* **EXERCISE DETAILS**:
Locate each line below that includes "branch" and reproduce it.

====================

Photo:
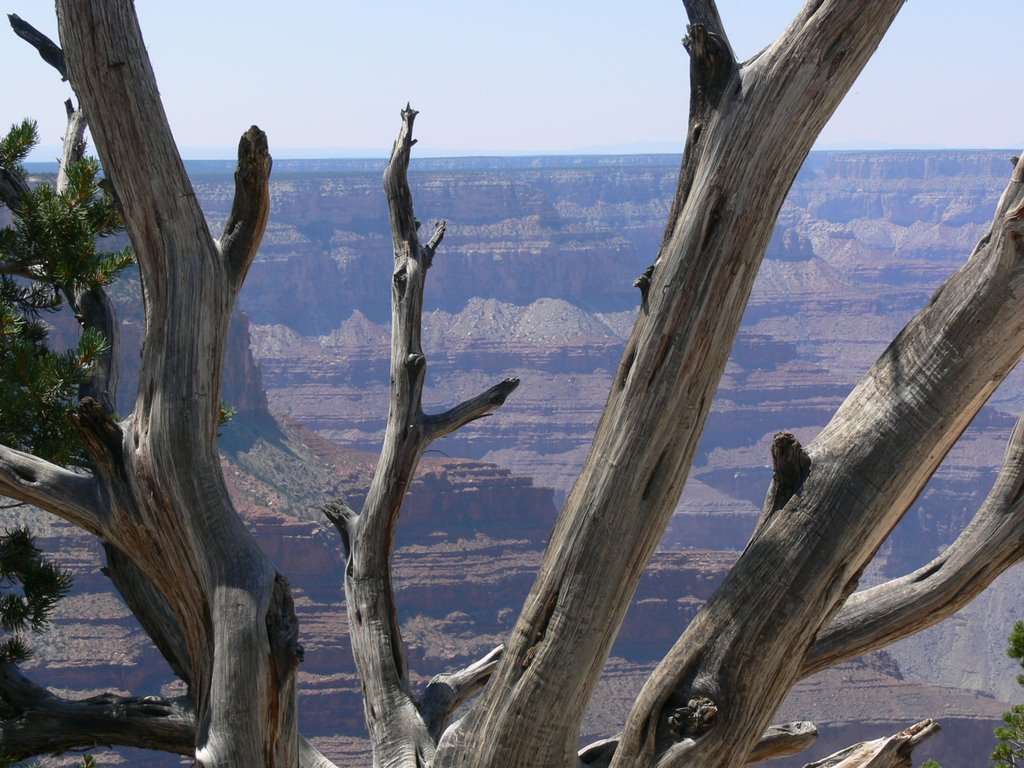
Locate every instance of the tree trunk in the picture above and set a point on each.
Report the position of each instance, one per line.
(166, 506)
(751, 128)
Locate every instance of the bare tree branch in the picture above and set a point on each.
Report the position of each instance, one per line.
(486, 402)
(76, 498)
(749, 148)
(397, 731)
(47, 723)
(893, 752)
(251, 207)
(445, 692)
(396, 727)
(990, 544)
(50, 51)
(777, 741)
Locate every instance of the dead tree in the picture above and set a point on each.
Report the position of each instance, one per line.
(222, 615)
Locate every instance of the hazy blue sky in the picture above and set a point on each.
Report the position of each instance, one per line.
(329, 77)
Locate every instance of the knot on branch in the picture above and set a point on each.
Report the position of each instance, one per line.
(400, 281)
(791, 466)
(712, 66)
(343, 517)
(415, 363)
(283, 631)
(48, 50)
(693, 719)
(100, 433)
(643, 283)
(435, 240)
(500, 392)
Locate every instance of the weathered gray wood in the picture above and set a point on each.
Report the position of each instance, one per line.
(76, 498)
(892, 752)
(866, 467)
(169, 510)
(399, 733)
(990, 544)
(47, 723)
(448, 691)
(225, 614)
(777, 741)
(754, 125)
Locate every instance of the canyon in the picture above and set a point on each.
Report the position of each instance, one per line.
(535, 280)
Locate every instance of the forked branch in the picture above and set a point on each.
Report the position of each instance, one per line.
(73, 497)
(892, 752)
(476, 408)
(990, 544)
(46, 723)
(777, 741)
(445, 692)
(251, 206)
(399, 730)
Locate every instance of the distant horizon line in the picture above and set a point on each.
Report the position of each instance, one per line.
(214, 155)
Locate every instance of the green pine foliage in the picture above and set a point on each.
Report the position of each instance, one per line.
(1010, 752)
(31, 586)
(47, 254)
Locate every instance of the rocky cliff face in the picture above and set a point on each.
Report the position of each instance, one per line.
(535, 280)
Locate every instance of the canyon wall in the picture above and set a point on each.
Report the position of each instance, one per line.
(535, 280)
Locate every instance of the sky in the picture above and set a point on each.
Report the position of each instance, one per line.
(328, 78)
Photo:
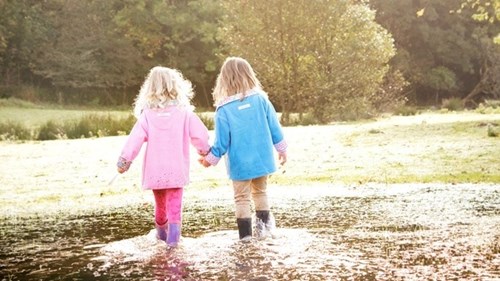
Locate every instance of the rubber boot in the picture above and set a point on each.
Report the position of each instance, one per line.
(244, 228)
(174, 234)
(161, 231)
(264, 225)
(262, 218)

====================

* **WORKED SOLUTION**:
Locate every instance of the bare tree branch in the picture above and set a point on each.
Locate every instance of the knot on branch in the picture above and set a point on each.
Locate every instance of the forked branch in the picture above and set a point on each.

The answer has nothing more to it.